-- Page text --
Wyoming Skies for May

April 30, 2010

A monthly look at the night skies of Wyoming, written by Ron Canterna, professor in the University of Wyoming Department of Physics and Astronomy

The prominent summer constellations are previewed in our May skies.

The Big Dipper (Ursa Major) is directly overhead at dusk, with its cup opened northward. The Big Dipper's handle arcs southward in the sky, arriving at Arcturus and ending at Spica. This process is called "arcing to Arcturus." Arcturus is the orange, bright star in the kite-shaped constellation Bootes, the herdsman or "Bear driver."

Later in the early evening, rising above the eastern horizon, the three bright stars of the "summer triangle," Vega, Deneb and Altair, will start their summer celestial ride.

Start saying goodbye to Regulus, the brightest star in the Constellation Leo the Lion, and the Gemini twins, Castor and Pollux.

For planet watchers May is a great treat. Mars and Saturn are aligned along the ecliptic setting late in the mid evening. The brightest object in the western sky after sunset is Venus, now an evening "star."

Peaking at May 5 and 6 are the low frequency Eta Aquarids meteor showers observed before the morning sunrise low and to the southeast. May 19 is the international sidewalk astronomy night when local amateur astronomers will show off their expertise and telescopes. Ask them to show you the wonders of the night skies.

May 2010 Interest: The "outer limits" of the Solar System

In the 1950s the famous Dutch astronomer Jan Oort noted that comets seem to come from all directions and generally from an average position of 50,000 Earth-sun distances (an astronomical unit = AU). Realizing that no comets have origins beyond this region, he proposed a cloud of primeval comets surrounding the sun.

The Oort cloud may have up to a trillion nascent comets. Named after and studied by Gerald Kuiper, a disk-shaped belt of small icy bodies from 30-50 AUs from the sun has been proposed. The Kuiper Belt is estimated to contain more than 35,000 small irregularly shaped objects with dimensions less than 100 km.

Sometimes perturbed from their home by Neptune, some Kuiper-Belt bodies become trans-Neptunian objects, where nearly 1,000 have been charted so far. The Hubble telescope has even discovered several of these objects that are 20 km in dimension.

The Oort cloud and Kuiper Belt objects are not just the most distant objects in the solar system; they are pristine fragments of the original nebula from which the Earth, sun and the entire solar system formed. Their properties and compositions will tell us much about our origins.

(Data excerpts)

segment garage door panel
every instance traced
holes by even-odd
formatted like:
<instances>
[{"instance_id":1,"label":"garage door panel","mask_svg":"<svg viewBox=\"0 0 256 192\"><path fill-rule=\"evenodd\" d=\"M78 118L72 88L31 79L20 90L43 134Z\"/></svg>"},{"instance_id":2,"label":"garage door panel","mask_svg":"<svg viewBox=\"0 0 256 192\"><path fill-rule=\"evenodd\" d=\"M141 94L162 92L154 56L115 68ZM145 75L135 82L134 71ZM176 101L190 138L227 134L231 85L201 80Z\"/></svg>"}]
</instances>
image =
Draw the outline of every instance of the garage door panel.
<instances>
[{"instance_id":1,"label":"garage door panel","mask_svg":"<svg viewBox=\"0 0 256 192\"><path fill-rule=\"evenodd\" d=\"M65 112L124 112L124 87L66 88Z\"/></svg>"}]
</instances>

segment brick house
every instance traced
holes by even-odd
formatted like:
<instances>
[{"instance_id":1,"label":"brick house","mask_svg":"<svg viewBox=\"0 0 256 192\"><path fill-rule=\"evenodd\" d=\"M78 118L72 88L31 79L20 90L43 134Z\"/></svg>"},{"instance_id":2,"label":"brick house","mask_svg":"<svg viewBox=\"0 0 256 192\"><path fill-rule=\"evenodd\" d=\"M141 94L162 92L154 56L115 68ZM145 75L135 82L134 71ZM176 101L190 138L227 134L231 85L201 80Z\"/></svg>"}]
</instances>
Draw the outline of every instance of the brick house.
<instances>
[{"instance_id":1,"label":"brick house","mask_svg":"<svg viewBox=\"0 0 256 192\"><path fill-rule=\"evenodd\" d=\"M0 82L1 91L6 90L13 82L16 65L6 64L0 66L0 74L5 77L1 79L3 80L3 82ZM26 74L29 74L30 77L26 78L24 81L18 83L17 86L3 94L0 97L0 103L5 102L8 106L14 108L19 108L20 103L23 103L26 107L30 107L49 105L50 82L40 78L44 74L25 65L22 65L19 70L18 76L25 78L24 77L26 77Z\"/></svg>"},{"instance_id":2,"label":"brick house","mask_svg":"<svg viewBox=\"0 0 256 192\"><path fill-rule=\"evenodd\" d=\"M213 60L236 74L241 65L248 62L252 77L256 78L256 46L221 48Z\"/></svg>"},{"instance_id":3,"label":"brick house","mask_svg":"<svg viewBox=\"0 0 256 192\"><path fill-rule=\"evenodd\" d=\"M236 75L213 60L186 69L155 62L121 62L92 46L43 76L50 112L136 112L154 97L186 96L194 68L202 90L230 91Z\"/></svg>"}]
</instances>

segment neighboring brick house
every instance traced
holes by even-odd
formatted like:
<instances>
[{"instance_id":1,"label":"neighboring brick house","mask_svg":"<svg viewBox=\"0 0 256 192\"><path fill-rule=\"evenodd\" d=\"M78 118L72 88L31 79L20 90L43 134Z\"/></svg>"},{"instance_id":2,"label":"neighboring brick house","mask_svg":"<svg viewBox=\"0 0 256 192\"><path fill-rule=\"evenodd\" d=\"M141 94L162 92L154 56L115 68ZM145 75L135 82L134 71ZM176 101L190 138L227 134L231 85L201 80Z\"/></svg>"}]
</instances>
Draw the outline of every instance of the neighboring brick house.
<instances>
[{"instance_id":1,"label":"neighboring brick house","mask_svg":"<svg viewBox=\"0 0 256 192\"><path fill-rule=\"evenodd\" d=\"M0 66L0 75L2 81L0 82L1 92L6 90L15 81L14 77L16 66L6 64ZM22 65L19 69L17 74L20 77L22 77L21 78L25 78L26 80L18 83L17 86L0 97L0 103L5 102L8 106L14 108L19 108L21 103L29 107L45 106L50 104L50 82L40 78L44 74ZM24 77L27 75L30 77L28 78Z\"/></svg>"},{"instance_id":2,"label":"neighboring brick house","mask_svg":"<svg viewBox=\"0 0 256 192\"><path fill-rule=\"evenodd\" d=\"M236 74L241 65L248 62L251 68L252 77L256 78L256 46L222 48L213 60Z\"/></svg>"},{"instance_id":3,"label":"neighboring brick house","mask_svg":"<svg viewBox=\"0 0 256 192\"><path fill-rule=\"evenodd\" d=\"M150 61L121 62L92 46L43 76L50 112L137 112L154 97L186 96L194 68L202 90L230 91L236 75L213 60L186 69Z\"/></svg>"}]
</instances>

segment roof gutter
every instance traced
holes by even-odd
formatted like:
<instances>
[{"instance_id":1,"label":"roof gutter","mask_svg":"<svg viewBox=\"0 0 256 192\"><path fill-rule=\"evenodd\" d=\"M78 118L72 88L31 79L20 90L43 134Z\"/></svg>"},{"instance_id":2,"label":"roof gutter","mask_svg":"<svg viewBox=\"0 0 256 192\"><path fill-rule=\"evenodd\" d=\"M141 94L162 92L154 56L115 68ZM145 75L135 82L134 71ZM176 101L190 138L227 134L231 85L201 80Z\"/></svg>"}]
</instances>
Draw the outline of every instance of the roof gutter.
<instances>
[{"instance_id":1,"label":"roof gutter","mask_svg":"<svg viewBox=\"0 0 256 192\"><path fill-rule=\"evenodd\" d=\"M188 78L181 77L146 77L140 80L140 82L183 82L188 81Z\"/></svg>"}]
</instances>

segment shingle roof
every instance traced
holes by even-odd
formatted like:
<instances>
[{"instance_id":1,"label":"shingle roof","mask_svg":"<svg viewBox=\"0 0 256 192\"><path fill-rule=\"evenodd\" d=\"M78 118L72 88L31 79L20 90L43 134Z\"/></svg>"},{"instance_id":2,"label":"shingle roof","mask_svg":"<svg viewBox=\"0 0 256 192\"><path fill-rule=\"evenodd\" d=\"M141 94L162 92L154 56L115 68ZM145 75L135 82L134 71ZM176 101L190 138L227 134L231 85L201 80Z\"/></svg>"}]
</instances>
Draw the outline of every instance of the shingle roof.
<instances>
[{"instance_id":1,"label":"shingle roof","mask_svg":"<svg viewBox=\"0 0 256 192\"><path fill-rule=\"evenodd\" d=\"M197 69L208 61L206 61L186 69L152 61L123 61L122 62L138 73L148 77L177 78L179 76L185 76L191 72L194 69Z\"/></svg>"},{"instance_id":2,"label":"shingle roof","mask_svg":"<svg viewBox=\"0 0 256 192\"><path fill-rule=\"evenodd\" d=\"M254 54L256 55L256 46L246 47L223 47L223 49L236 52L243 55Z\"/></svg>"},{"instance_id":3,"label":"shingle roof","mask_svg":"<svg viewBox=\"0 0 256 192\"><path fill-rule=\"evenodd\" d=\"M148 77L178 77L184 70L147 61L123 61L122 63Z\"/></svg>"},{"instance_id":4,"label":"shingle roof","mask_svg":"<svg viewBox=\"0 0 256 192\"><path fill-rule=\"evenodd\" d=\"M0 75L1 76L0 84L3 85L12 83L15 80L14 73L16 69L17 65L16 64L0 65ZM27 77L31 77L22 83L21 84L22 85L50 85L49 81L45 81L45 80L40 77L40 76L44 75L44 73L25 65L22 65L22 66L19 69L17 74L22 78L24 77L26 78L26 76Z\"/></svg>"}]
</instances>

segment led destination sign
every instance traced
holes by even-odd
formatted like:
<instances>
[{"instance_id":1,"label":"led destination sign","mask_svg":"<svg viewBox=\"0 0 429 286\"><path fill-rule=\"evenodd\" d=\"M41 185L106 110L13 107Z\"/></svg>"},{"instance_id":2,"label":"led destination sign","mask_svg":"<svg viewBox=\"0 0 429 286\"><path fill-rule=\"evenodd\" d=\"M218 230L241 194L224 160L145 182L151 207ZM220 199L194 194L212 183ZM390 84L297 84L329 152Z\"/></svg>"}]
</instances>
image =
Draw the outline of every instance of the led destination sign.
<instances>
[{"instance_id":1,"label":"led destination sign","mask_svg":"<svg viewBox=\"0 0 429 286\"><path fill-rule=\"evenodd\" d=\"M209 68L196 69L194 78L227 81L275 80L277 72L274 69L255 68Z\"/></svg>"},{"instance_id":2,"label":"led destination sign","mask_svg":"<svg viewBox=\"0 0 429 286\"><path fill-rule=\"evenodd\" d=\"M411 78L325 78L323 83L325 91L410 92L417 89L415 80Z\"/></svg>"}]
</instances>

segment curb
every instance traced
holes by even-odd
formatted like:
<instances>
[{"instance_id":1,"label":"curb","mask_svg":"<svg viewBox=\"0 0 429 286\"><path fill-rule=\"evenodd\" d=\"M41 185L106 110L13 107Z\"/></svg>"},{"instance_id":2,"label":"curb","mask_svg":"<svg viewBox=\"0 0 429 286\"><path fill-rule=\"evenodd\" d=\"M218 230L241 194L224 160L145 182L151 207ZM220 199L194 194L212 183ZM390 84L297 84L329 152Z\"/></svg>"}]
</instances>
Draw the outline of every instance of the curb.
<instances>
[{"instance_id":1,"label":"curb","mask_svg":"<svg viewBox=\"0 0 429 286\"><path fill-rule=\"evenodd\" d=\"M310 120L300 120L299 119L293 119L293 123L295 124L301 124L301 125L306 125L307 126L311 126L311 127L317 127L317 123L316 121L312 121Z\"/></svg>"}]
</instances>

-- Check your understanding --
**1.** According to the May sky column, on which dates do the Eta Aquarids meteor showers peak?
**2.** Repeat word for word the part of the May sky column that opens with "A monthly look" and closes with "in our May skies.".

-- Expected outputs --
**1.** May 5 and 6.

**2.**
A monthly look at the night skies of Wyoming, written by Ron Canterna, professor in the University of Wyoming Department of Physics and Astronomy

The prominent summer constellations are previewed in our May skies.